# [EXERCISE A]
In the editorial on Antioch College, why did Horace Mann leave the East Coast for Yellow Springs? Answer in one to three sentences.
# [EXERCISE B]
Carry the editorial on Antioch College forward from its final sentence.

# [EXTRACTED TEXT]
****************************************
Editorial
The legacy of Antioch College
It’s impossible to imagine Yellow Springs without
Antioch College.
Antioch always dreamed big dreams, and its presence
seemed to make Yellow Springs dream big, too. In 1853 a sleepy little
town found itself the new home of the country’s most famous educator,
Horace Mann, who left his beloved East Coast to pursue his passion of
teaching young people — men and women alike — to think critically,
question the dogmas of the day, and care enough to try to change the world.
Villagers’ own history of bold and innovative
thinking is deeply wedded to Antioch. Much of what’s best about
the village, our high points of expression and creativity — the
Chautauquas of the early 1900s, the Shakespeare festival of the 1950s
— took place at the college. Antioch students and faculty set examples
of courage and progressive thinking on civil rights, feminism, the red
scare of the 1950s and protests against the Vietnam war, to name only
a few. Our most successful businesses, including YSI Incorporated, began
in Antioch College basements as the brainstorms of students.
It’s impossible to imagine Yellow Springs without
Antioch College.
We are stunned by the news that the Antioch University
Board of Trustees will close the college in a year. As one faculty member
said, while everyone knew the college struggled financially, no one thought
it would actually close.
****************************************
# [PROVIDED RECORDS]
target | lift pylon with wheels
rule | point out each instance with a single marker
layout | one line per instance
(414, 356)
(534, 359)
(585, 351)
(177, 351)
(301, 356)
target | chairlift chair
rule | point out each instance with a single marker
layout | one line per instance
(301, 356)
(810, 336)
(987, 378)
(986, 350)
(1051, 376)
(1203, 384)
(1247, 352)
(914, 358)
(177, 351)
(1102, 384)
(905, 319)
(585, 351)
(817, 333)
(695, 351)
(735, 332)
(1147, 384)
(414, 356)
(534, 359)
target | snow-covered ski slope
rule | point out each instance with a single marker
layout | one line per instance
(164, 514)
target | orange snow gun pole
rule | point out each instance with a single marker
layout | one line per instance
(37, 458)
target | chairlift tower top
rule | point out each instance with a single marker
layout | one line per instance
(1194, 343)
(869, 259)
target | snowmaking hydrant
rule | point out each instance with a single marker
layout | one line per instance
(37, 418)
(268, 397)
****************************************
# [TASK OUTPUT A]
Horace Mann left the East Coast he loved to pursue his passion of teaching young people, men and women alike. He wanted to teach them to think critically, to question the dogmas of the day, and to care enough to try to change the world.

# [TASK OUTPUT B]
Many, many questions remain unanswered. The trustees
state that their intention is to reinvent the college and reopen it within
five years. It’s not clear how they will raise the money to do so
with a closed campus when they couldn’t do so with one that was
open.
Asked this week how, exactly, the trustees plan to
reinvent the college, an administrator said they will improve the college’s
facilities and provide state of the art equipment and buildings. That’s
a troubling response. While the college could certainly stand some spiffing
up, students never came to Antioch for the facilities. They came for its
challenging, dedicated and talented faculty, who will now be lost.
And they came to Antioch for its soul and heart, its
vision and dreams. Those qualities are also what the college gave to our
town. We can’t afford to lose them. We can’t afford to imagine
ourselves without Antioch College.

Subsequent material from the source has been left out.